╭─ ENTRIES SHOWN
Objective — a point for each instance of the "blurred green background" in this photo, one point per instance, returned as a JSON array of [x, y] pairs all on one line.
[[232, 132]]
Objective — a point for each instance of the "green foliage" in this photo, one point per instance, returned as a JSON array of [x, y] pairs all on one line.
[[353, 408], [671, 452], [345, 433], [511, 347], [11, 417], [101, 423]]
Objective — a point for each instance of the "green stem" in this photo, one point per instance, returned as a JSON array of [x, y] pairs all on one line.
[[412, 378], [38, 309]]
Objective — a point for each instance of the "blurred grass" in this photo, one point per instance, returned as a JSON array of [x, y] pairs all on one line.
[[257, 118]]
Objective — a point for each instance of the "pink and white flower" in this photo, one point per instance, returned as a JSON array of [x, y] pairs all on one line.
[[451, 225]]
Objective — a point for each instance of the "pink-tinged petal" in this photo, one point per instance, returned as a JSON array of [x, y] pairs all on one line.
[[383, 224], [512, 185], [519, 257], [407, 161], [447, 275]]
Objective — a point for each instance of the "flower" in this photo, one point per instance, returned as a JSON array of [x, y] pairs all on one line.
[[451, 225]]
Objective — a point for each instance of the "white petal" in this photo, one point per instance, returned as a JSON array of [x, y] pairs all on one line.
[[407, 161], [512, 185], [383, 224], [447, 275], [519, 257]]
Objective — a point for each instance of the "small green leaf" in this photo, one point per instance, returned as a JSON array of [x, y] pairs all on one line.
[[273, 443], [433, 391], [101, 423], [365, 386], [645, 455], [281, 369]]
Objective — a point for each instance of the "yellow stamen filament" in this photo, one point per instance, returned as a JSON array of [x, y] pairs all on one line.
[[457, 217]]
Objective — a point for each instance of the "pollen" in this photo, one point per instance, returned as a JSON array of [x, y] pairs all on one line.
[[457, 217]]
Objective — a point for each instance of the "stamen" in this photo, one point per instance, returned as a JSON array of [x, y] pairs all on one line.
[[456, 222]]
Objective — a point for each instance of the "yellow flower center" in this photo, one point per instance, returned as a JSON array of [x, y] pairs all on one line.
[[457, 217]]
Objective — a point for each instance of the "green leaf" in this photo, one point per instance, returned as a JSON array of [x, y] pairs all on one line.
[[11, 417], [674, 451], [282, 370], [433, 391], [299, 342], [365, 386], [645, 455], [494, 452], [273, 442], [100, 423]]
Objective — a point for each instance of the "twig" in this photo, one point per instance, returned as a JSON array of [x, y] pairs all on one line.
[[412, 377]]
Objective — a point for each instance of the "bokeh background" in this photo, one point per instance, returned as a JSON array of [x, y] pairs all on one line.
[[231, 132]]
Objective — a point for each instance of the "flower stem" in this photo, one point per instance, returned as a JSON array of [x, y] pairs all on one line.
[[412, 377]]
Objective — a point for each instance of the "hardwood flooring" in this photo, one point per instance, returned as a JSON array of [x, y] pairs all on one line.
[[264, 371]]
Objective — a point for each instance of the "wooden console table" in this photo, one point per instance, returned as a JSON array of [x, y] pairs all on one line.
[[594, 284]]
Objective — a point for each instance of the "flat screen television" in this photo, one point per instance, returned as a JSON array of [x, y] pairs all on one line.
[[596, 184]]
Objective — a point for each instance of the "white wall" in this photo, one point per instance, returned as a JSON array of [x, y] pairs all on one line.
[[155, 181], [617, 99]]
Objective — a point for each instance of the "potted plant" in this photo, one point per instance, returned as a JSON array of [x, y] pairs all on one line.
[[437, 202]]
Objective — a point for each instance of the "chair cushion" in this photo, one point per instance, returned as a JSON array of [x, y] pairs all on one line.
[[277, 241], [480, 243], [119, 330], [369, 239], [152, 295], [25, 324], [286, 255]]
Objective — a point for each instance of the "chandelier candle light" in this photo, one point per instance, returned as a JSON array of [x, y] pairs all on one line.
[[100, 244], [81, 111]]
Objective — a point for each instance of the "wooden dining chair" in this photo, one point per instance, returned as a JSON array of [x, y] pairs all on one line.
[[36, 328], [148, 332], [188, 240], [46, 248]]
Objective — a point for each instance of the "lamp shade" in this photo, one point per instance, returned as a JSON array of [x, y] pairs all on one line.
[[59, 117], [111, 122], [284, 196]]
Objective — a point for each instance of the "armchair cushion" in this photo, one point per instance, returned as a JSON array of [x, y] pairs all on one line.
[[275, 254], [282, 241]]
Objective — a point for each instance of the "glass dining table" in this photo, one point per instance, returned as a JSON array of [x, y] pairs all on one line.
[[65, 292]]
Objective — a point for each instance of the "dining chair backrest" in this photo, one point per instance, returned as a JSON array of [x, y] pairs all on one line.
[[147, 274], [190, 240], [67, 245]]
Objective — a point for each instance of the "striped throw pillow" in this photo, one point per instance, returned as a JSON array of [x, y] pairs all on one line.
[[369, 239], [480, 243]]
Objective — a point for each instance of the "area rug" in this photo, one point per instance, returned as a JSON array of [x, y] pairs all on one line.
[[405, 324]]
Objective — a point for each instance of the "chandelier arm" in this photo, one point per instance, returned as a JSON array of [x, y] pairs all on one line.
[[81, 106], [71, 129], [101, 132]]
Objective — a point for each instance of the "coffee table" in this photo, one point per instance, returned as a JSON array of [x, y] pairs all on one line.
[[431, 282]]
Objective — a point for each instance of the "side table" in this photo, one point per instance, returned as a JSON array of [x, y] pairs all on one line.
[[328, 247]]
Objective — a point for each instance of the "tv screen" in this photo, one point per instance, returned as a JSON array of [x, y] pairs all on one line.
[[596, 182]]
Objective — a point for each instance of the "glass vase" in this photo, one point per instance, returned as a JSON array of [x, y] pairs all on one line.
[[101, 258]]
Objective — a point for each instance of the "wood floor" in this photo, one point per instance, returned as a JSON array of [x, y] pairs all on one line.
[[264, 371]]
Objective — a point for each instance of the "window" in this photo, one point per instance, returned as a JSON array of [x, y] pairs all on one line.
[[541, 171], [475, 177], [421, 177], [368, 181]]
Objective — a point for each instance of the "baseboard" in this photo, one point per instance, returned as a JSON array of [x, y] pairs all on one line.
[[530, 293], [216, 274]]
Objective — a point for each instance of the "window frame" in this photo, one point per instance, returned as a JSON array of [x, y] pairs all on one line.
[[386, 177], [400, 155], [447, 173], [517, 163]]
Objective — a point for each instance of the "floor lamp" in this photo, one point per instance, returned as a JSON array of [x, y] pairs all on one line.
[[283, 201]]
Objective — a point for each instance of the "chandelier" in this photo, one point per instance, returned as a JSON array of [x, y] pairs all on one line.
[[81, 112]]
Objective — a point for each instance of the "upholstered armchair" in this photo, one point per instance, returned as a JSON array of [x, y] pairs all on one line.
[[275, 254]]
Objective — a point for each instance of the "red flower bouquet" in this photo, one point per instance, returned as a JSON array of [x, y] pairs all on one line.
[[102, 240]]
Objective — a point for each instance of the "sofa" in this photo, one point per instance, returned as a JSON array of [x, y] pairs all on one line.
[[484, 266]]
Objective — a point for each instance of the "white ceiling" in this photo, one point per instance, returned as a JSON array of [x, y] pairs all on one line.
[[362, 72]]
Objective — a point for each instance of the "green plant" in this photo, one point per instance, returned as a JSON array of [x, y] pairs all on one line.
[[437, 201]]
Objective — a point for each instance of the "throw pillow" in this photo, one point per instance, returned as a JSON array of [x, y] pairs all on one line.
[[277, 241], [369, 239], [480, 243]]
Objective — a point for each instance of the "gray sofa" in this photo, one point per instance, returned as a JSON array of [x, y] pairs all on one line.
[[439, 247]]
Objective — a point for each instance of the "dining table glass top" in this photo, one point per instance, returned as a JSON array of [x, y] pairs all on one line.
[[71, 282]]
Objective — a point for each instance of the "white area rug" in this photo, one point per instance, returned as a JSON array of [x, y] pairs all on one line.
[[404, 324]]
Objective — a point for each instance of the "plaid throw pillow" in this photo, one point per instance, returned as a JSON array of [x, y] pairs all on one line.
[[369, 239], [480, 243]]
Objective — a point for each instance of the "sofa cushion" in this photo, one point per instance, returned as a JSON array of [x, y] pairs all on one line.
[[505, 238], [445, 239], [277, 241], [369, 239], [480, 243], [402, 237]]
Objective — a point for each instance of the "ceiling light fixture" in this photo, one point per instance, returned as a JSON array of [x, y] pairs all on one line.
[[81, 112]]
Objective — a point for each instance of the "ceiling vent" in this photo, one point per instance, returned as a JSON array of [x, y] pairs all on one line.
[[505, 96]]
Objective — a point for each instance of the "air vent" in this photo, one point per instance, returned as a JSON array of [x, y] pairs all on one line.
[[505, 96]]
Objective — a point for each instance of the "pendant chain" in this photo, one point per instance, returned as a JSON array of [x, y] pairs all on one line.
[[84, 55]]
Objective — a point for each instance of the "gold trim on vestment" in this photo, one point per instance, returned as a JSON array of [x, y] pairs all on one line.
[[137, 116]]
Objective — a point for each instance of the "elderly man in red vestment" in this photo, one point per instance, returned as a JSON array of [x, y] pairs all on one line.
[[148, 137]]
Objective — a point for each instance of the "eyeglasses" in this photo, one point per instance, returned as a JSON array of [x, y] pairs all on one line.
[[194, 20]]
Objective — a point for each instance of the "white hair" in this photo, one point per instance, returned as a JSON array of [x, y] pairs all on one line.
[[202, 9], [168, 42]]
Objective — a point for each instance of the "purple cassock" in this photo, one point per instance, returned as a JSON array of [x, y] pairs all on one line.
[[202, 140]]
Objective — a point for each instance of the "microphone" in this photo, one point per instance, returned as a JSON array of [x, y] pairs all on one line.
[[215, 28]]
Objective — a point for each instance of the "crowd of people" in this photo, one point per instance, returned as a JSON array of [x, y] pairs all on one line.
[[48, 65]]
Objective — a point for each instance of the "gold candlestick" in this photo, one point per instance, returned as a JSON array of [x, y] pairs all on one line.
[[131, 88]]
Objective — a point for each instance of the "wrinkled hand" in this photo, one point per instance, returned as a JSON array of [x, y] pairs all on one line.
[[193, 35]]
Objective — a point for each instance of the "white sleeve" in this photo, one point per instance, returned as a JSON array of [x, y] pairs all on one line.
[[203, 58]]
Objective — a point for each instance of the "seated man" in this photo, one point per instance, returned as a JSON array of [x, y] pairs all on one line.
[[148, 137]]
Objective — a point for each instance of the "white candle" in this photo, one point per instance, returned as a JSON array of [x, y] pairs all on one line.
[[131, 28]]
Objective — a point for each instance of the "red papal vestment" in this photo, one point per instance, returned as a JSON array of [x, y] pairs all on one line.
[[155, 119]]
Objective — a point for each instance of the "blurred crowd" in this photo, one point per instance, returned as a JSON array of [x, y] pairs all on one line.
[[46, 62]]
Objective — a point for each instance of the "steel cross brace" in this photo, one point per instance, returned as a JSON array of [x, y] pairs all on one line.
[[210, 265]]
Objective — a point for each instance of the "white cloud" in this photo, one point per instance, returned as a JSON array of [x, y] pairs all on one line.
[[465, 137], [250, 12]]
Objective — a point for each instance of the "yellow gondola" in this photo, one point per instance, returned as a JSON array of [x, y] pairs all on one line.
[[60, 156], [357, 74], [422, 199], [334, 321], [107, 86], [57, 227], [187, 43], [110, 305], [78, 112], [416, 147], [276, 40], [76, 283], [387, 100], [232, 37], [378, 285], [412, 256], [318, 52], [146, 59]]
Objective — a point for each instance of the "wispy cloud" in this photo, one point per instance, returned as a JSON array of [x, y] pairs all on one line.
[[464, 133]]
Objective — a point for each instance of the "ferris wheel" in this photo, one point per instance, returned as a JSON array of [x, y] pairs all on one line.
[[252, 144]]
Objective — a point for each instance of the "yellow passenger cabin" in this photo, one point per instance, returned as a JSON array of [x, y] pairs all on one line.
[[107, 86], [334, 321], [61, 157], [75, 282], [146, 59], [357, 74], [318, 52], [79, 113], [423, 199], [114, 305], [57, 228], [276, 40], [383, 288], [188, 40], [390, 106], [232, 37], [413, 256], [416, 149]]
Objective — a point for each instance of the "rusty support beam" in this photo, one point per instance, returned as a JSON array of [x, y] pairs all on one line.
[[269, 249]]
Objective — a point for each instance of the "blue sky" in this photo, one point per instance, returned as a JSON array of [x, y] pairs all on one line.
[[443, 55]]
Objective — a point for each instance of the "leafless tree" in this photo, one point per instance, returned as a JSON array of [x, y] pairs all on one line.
╰─
| BRIEF |
Copy the listing from its first line through the line containing "[[232, 132]]", both included, keeping the request as it is. Add 101 to every coordinate in the answer.

| SOLUTION TO THE EXERCISE |
Objective — a point for each instance of the "blurred green background" in this photo, one point per instance, returned as a JSON array of [x, y] pairs all on one line.
[[333, 233]]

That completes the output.